== WHAT THE TASK ASKS ==
Show every line of the listing below that contains the word "cluster".

== SOURCE RECORDS ==

|---|

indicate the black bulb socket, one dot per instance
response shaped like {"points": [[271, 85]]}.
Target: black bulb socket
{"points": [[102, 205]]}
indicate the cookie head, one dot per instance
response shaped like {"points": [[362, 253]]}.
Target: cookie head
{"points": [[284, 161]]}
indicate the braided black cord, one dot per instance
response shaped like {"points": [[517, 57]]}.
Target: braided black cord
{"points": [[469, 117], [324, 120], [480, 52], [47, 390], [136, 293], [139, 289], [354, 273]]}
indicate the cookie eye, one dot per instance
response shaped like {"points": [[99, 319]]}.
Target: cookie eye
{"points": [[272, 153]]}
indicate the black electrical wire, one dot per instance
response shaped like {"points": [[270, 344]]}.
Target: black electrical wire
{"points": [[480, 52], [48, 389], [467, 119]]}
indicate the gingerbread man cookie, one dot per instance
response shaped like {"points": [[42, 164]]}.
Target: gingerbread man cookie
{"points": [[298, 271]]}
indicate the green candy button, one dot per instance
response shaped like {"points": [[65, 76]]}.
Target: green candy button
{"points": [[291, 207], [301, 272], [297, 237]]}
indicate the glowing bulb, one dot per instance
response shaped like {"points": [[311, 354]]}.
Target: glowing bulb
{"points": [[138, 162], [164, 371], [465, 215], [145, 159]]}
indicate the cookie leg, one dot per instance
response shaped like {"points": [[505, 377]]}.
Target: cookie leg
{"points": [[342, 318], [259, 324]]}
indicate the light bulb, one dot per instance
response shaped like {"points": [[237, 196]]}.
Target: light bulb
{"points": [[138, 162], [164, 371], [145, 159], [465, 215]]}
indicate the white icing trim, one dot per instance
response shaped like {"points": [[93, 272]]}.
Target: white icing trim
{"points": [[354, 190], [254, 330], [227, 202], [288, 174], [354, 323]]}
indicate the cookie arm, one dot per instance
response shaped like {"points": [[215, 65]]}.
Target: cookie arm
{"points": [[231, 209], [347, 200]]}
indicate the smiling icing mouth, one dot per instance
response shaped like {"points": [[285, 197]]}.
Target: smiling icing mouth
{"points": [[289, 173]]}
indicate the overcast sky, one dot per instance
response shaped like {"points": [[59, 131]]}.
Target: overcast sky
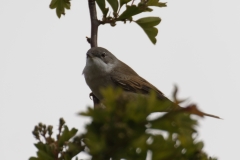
{"points": [[42, 58]]}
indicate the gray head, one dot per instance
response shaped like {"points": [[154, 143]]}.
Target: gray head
{"points": [[101, 53]]}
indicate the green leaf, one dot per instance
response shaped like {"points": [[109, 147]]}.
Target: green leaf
{"points": [[60, 6], [66, 135], [102, 6], [130, 11], [156, 3], [113, 4], [44, 155], [147, 25], [122, 2]]}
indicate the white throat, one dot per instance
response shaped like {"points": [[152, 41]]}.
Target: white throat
{"points": [[95, 73]]}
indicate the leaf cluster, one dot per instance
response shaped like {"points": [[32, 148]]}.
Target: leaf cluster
{"points": [[125, 129], [147, 23], [59, 148], [121, 13]]}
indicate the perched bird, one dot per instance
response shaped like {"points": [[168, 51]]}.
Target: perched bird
{"points": [[103, 69]]}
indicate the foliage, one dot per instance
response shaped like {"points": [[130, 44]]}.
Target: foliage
{"points": [[125, 129], [120, 13]]}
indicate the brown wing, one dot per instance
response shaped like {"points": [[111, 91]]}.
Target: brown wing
{"points": [[130, 81]]}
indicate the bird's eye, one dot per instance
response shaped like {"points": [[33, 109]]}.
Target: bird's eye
{"points": [[103, 54]]}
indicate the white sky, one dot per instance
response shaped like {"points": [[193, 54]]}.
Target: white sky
{"points": [[42, 58]]}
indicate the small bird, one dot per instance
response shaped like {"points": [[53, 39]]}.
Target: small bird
{"points": [[103, 69]]}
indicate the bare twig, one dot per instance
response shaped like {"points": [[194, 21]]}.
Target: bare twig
{"points": [[94, 22], [94, 31]]}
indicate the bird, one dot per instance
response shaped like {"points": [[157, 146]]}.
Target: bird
{"points": [[103, 69]]}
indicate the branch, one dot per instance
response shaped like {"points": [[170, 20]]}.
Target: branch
{"points": [[94, 22], [93, 40]]}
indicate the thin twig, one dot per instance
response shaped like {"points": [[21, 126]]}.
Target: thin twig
{"points": [[94, 31], [94, 22]]}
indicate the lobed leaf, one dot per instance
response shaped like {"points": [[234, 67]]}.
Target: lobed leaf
{"points": [[102, 6], [114, 4], [60, 6], [130, 11], [122, 2], [147, 24]]}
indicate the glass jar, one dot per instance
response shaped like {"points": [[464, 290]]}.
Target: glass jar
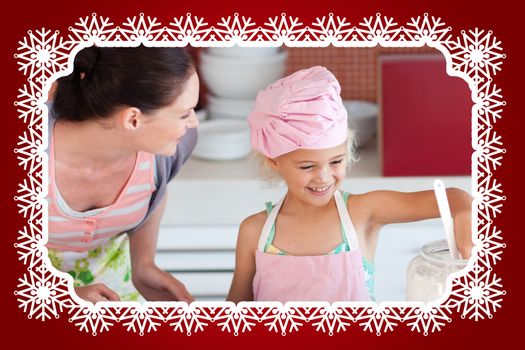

|---|

== CORRECT ANSWER ==
indicate the leaf cluster, one dot per instance
Target: leaf cluster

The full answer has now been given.